#### THINGS TO DO:
(1) Say whether each statement agrees with the essay on healing by feeling, answering yes or no and quoting the words of the essay that decide it. (a) The essay says therapy offers a safe space for working through these emotions. (b) The essay describes the healing process as reveling in pain. (c) The essay calls acknowledgment the master key.
(2) Output everything in the essay on healing by feeling from "The process of" down to "this intricate terrain.", without changing a word.
(3) Pick up the essay on healing by feeling after its last sentence and continue it in the same voice.
----- QUOTED PASSAGE
Healing by Feeling: Leaning Into Discomfort

The process of healing often entails confronting emotions that were once tucked away for self-preservation. These emotions—difficulties, grief, discomfort, and shame—lie at the heart of our experiences, intricately woven into our stories. To heal is to invite active engagement with these emotions, and therapy provides a safe space to navigate this intricate terrain.

 The Power of Emotional Acknowledgment:

Visualize these emotions as guests who have lingered at the periphery of our consciousness, their presence held at arm's length. They were, at one point, deemed too potent, too overwhelming to be managed. Yet, as we courageously embark on the intricate journey of healing, a profound transformation occurs. We gradually acquire the wisdom to extend an invitation to these neglected guests, inviting them into view.

We learn not to shun our discomfort, but to embrace it. We develop the capacity to sit with these emotions, granting them a safe haven within us, allowing them to unfold and reveal their meanings. As we practice this art of mindful acceptance, acknowledgment emerges as the master key. It's the tool that unlocks the door, enabling us to approach our discomfort with a sense of openness, curiosity, and willingness to learn.

This transformative process isn't about reveling in pain, but rather about embracing the entirety of our emotional landscape. Just as a skilled host listens attentively to their guests, we learn to listen to our emotions without judgment or haste. By doing so, we are able to cultivate resilience and understanding.

There are lessons within discomfort, within shame, guilt, anxiety, and grief. As we sit with our emotions, we give them the space and voice they've long awaited, gradually uncovering the wisdom they hold. Ultimately, this practice of embracing discomfort and sitting with our emotions not only nurtures our personal evolution but also enriches our relationships and our capacity to empathize with others facing their own struggles.
----------
----- EXTRACTED DATA
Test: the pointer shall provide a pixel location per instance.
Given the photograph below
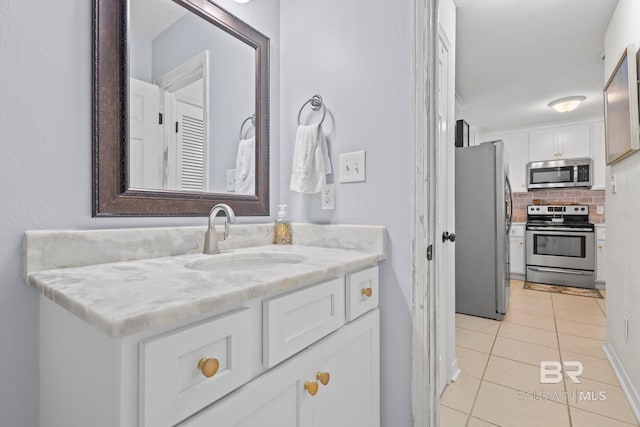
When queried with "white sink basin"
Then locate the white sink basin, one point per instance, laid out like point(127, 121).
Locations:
point(251, 261)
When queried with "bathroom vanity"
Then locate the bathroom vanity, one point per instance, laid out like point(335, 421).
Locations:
point(259, 335)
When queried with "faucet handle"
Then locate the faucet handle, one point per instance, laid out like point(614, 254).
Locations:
point(226, 228)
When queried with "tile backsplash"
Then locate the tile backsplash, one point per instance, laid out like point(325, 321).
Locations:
point(593, 198)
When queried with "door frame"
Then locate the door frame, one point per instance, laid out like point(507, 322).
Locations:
point(425, 399)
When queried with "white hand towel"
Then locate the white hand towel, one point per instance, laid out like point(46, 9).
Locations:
point(246, 166)
point(310, 160)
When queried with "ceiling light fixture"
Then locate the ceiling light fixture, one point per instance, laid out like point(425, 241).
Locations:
point(564, 105)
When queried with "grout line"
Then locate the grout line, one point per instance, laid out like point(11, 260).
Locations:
point(607, 416)
point(564, 382)
point(473, 330)
point(484, 371)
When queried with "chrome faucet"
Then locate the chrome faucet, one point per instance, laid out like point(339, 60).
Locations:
point(212, 237)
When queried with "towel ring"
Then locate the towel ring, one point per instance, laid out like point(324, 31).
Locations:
point(253, 123)
point(316, 103)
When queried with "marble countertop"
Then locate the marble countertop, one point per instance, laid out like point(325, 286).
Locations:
point(123, 298)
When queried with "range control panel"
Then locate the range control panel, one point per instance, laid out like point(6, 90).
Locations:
point(559, 210)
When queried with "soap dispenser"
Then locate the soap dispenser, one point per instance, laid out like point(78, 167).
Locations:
point(282, 229)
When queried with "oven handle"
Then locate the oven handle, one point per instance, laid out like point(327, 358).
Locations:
point(561, 270)
point(562, 229)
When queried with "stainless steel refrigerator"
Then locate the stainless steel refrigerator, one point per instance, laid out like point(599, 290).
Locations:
point(484, 208)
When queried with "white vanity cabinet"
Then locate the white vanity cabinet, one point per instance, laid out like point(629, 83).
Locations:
point(347, 360)
point(516, 251)
point(260, 363)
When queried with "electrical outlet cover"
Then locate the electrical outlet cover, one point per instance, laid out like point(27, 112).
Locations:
point(327, 197)
point(352, 167)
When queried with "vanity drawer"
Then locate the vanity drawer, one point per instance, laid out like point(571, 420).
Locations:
point(294, 321)
point(362, 292)
point(172, 385)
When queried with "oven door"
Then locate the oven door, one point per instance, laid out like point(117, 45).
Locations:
point(568, 249)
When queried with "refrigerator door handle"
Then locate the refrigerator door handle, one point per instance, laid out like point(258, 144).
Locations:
point(510, 217)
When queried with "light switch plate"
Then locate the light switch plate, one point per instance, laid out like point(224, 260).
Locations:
point(327, 197)
point(352, 167)
point(231, 180)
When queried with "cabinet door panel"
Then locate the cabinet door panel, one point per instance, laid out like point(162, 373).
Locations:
point(275, 399)
point(574, 142)
point(351, 357)
point(517, 255)
point(544, 145)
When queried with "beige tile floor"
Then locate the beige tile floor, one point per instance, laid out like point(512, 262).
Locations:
point(500, 363)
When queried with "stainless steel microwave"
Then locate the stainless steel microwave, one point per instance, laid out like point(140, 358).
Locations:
point(565, 173)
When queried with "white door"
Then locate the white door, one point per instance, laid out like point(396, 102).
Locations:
point(191, 148)
point(445, 223)
point(145, 142)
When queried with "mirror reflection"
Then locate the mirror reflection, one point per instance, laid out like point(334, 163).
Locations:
point(192, 103)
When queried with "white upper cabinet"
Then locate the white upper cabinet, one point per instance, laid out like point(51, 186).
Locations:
point(570, 141)
point(544, 145)
point(565, 142)
point(573, 142)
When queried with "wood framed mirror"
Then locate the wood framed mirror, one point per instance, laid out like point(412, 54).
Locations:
point(119, 187)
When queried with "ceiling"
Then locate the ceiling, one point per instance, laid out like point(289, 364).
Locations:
point(513, 57)
point(150, 18)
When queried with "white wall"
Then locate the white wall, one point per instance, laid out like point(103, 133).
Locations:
point(623, 270)
point(357, 56)
point(45, 161)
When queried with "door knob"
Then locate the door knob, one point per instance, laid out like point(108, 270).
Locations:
point(323, 377)
point(208, 367)
point(448, 236)
point(311, 387)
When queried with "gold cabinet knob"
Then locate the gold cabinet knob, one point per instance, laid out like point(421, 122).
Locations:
point(323, 377)
point(311, 387)
point(208, 367)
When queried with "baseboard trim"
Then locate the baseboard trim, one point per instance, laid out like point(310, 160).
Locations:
point(623, 378)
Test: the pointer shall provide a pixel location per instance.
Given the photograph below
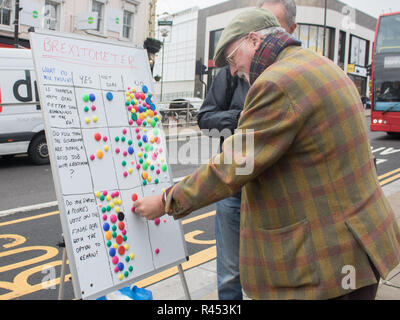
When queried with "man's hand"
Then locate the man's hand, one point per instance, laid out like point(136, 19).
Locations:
point(150, 207)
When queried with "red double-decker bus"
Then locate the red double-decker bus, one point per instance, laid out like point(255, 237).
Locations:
point(385, 72)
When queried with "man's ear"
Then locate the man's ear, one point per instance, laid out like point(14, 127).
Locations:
point(255, 40)
point(293, 28)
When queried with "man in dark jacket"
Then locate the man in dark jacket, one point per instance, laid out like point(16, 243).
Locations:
point(220, 112)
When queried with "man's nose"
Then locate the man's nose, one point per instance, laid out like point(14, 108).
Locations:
point(233, 70)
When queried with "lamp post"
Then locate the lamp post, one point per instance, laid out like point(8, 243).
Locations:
point(165, 30)
point(323, 46)
point(164, 34)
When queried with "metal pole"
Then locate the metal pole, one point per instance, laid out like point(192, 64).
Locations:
point(323, 46)
point(184, 283)
point(16, 24)
point(162, 69)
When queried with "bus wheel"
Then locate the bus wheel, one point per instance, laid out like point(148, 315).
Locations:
point(38, 151)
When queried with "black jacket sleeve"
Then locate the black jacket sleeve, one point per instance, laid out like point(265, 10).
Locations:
point(215, 113)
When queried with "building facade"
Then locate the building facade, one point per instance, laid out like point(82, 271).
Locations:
point(349, 36)
point(123, 20)
point(175, 64)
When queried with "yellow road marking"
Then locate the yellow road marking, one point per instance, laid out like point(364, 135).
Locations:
point(387, 174)
point(50, 253)
point(39, 216)
point(17, 240)
point(189, 237)
point(390, 179)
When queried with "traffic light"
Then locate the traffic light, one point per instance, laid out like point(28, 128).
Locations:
point(200, 67)
point(369, 70)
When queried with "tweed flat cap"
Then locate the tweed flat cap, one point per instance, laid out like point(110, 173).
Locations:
point(245, 22)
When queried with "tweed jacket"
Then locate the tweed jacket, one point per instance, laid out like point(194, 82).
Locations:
point(312, 207)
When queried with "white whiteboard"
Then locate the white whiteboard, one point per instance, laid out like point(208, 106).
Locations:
point(107, 148)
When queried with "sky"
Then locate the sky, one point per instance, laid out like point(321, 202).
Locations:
point(371, 7)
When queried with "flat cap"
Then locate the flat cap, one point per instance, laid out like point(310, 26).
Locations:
point(245, 22)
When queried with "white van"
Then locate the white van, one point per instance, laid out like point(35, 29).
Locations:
point(21, 123)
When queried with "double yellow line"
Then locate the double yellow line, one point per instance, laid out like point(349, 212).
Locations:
point(389, 177)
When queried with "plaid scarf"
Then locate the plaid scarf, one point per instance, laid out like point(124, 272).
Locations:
point(269, 49)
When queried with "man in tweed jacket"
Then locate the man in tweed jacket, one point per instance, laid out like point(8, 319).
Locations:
point(312, 207)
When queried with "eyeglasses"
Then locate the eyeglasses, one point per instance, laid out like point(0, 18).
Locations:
point(231, 57)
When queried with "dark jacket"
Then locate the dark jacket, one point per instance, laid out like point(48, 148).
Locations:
point(222, 105)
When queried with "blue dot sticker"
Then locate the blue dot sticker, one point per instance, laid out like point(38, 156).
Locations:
point(109, 96)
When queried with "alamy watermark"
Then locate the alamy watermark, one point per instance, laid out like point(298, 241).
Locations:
point(238, 149)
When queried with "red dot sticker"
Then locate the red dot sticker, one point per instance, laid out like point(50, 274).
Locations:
point(121, 250)
point(119, 239)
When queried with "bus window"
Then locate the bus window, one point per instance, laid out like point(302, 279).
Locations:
point(387, 96)
point(388, 37)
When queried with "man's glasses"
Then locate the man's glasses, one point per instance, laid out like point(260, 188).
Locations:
point(231, 57)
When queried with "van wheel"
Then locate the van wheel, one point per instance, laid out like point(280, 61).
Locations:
point(38, 151)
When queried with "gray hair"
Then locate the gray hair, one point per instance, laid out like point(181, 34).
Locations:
point(269, 31)
point(290, 8)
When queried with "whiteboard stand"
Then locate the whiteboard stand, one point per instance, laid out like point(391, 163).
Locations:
point(64, 266)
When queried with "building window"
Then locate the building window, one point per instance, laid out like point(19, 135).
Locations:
point(51, 15)
point(5, 12)
point(127, 27)
point(98, 7)
point(359, 51)
point(312, 37)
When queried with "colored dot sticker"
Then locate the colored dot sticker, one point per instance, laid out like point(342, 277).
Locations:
point(112, 252)
point(109, 96)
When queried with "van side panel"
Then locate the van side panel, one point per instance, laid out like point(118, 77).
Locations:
point(20, 122)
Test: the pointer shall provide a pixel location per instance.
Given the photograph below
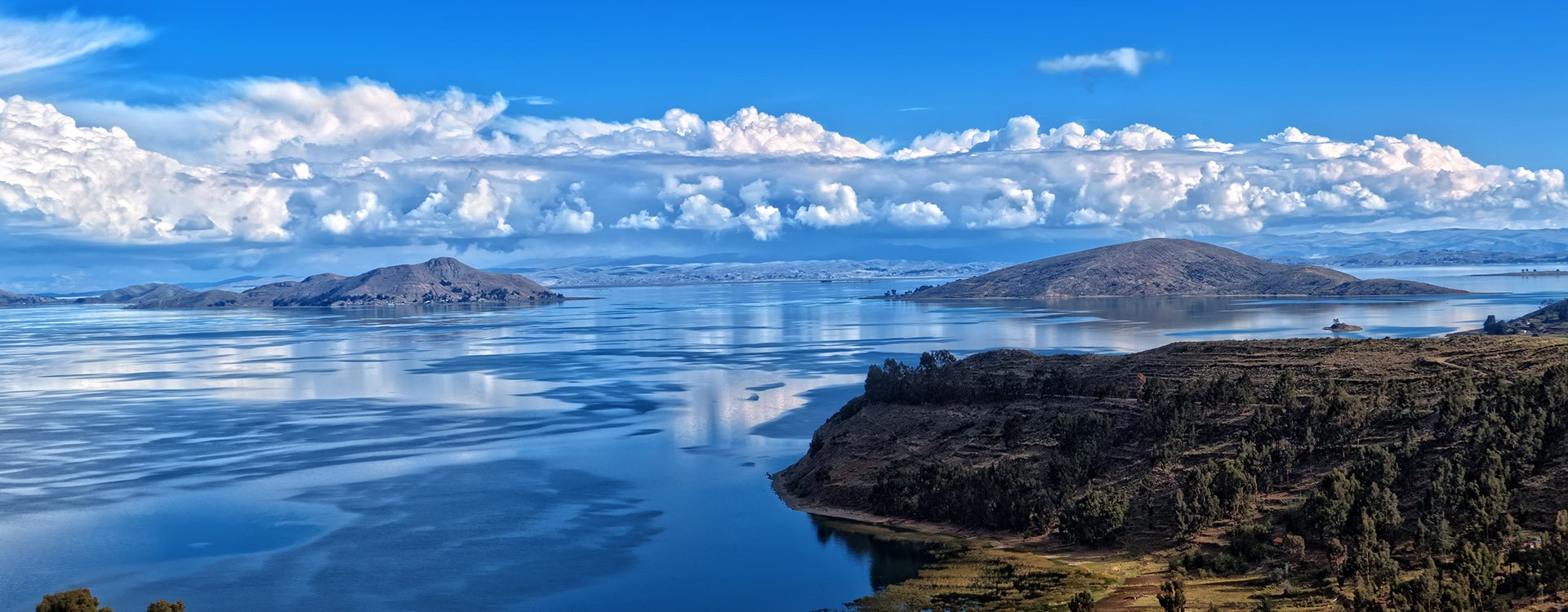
----------
#### REPLIES:
(1)
(a) Yes: "therapy provides a safe space to navigate this intricate terrain."
(b) No: "This transformative process isn't about reveling in pain, but rather about embracing the entirety of our emotional landscape."
(c) Yes: "acknowledgment emerges as the master key."

(2)
The process of healing often entails confronting emotions that were once tucked away for self-preservation. These emotions—difficulties, grief, discomfort, and shame—lie at the heart of our experiences, intricately woven into our stories. To heal is to invite active engagement with these emotions, and therapy provides a safe space to navigate this intricate terrain.

(3)
The Role of Therapy: 

Therapeutic guidance becomes our compass as we delve into the uncharted territory of our emotions. The therapist, serving as a trusted guide, assists in this process of exploration and understanding. Together, client and therapist engage in the delicate dance of observing and validating these emotions, unraveling their underlying complexities while ensuring discomfort does not turn into suffering.

A Methodical Approach to Discomfort:

Sitting with discomfort requires skill and intention. Here's a step-by-step approach:

 🌱 Acknowledge the Emotion: Greet it without judgment. Simply state, "I notice you, anxiety, present with me."

🌱 Identify Physical Sensations: Take note of where the emotion resides within your body. Describe it, bringing awareness to its physical presence.

🌱 Curious Observation: Approach the emotion with a spirit of curiosity. Ask questions: "Why is this feeling arising now? What purpose does it serve?"

🌱 Validation and Compassion: Recognize the intention behind the emotion. Understand that it arises as a response to protect. Offer compassion, saying, "Your presence is valid, a mechanism of safeguarding."

🌱 Self-Compassion: Extend self-compassion toward your own response. Remind yourself that your emotional reaction is natural, a manifestation of your body's attempt to ensure safety.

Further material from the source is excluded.